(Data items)
________________

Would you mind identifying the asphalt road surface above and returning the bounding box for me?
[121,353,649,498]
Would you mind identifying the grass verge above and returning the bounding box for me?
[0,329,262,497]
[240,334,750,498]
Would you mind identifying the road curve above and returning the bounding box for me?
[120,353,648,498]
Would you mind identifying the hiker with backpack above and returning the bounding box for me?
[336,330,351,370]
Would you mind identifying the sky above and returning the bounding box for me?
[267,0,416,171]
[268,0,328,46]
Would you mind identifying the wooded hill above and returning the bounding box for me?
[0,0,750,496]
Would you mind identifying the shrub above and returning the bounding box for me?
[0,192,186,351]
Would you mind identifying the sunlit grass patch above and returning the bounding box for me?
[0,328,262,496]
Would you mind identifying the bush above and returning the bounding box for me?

________________

**AIM:** Retype every line of the material above, keeping each character unchanged.

**ANSWER TO THE EXERCISE:**
Would you mind identifying the asphalt road surface above and returning the bounding box for me?
[121,353,649,498]
Would you mind identifying the grass verge above and returning the bounding box for me?
[0,329,262,497]
[240,334,750,498]
Would you mind identifying the road curve above and returning the bounding box for me?
[120,353,648,498]
Would you mind identifying the hiker with backpack above and returning the bounding box for me?
[336,330,351,370]
Would you mind identifying the sky above and returning the bounding box for me?
[267,0,416,171]
[268,0,328,46]
Would you mind identifying the wooded hill above and returning the bounding box for me?
[0,0,750,496]
Would you mind identifying the shrub above and returning the bounding box for me?
[0,192,186,351]
Would you mind identifying the sunlit grass patch above and returning the bounding box for me?
[0,328,262,496]
Would you mind identifying the bush above and returning the bounding box for me?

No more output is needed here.